[start Records shown]
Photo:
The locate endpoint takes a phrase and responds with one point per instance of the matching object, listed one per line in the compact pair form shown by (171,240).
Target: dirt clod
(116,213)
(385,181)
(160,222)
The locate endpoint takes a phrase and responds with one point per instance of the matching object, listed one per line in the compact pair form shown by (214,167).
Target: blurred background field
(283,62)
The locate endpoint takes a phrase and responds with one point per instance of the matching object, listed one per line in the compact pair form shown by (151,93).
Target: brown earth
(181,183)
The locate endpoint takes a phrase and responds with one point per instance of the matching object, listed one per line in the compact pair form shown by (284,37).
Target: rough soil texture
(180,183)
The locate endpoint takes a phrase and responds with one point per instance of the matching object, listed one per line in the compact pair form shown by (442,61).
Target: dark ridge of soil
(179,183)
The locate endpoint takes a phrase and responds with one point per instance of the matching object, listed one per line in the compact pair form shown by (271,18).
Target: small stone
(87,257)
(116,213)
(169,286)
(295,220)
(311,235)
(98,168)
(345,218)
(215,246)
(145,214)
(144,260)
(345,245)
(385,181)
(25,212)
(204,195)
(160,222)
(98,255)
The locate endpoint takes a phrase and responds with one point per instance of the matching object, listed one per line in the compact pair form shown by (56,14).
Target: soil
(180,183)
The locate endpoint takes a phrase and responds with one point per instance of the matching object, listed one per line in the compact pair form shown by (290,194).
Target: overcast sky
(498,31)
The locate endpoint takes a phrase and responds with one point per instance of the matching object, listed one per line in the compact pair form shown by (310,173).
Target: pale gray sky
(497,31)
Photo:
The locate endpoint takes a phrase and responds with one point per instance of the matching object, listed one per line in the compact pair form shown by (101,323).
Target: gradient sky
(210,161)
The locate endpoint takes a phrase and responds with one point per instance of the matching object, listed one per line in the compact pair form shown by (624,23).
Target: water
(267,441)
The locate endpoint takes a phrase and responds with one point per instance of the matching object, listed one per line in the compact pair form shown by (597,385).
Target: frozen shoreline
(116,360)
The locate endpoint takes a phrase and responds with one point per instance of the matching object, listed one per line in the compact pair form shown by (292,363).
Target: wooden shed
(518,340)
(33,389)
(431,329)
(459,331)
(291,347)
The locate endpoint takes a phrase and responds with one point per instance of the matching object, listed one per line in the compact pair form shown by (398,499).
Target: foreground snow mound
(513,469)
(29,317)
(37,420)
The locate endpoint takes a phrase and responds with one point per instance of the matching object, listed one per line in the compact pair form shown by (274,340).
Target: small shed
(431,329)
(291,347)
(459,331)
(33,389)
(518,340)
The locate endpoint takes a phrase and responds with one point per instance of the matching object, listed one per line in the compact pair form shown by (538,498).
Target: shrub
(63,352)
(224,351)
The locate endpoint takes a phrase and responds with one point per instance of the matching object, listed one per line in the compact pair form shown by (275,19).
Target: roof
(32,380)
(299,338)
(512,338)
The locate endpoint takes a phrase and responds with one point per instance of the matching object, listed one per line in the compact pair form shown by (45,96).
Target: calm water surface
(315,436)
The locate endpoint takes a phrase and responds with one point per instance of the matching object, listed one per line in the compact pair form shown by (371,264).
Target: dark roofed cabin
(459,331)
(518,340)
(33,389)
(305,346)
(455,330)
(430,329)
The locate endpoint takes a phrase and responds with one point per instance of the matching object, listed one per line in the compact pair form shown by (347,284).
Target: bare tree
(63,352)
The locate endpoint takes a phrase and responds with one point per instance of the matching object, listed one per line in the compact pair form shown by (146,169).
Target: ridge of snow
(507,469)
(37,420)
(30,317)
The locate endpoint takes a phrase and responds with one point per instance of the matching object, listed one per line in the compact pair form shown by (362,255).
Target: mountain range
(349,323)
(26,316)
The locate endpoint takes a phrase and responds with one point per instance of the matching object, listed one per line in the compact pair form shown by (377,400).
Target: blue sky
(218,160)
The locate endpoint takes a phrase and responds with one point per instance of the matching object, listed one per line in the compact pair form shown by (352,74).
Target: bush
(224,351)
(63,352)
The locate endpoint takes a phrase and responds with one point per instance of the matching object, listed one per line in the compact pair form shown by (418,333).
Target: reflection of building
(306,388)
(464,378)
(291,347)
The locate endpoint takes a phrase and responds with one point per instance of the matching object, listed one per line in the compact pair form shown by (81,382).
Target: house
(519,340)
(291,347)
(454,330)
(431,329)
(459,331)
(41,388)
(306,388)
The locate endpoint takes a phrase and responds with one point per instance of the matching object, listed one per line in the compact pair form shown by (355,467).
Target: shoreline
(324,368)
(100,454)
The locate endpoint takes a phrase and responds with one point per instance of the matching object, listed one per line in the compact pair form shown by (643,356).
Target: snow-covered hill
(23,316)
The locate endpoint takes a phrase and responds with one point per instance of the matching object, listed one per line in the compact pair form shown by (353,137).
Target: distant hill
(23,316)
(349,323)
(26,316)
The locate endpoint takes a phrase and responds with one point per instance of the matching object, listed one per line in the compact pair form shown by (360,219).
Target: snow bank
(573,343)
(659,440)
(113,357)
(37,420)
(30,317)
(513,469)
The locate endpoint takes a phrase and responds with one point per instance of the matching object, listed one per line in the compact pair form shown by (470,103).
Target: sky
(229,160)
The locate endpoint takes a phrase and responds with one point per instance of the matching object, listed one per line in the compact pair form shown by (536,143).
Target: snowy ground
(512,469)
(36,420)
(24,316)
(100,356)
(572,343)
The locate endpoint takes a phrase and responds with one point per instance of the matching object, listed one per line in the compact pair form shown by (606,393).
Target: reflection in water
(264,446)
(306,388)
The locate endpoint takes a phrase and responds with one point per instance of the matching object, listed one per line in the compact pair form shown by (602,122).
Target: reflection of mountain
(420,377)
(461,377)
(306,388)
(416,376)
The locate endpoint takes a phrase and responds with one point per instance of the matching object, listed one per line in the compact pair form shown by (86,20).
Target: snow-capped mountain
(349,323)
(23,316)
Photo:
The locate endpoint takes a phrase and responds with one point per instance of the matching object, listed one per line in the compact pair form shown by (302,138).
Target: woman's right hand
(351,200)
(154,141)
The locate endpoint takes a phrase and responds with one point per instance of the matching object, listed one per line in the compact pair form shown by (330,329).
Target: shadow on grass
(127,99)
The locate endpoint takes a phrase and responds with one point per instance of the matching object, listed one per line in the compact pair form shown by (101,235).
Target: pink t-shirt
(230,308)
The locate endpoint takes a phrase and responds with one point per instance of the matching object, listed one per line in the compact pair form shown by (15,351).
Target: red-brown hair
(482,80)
[end Records shown]
* _Set problem_
Arrange the entries as a two-column CSV with the columns "text" and "answer", starting at the line that contains "shown by (86,20)." and ending at the last entry. Give each entry its own row, put each field in quotes, and replace line breaks with spaces.

* _Exercise answer_
text,answer
"The locate endpoint takes a phrase and responds with one point per instance of the matching object, listed one per line in the compact pair form shown by (86,20). Target: snow-capped mountain","(349,323) (23,316)"
"Photo: The locate endpoint takes a phrase and responds with one point per instance of the matching object, listed one per line in the compact pair form shown by (302,138). Target: woman's right hand","(351,200) (154,141)"
"The locate endpoint takes a phrase and responds with one point per instance of the matching object, listed one per line in the compact pair form shown by (330,329). Target: shadow on grass","(127,99)"
"The locate endpoint takes a phrase and responds with one point per instance of the matching object, listed one per line in the compact pair form shown by (101,235). Target: pink t-shirt","(230,308)"
"The locate endpoint takes a phrase and responds with one point per instance of the matching object, listed one per line in the compact pair form shown by (15,351). Target: red-brown hair","(482,80)"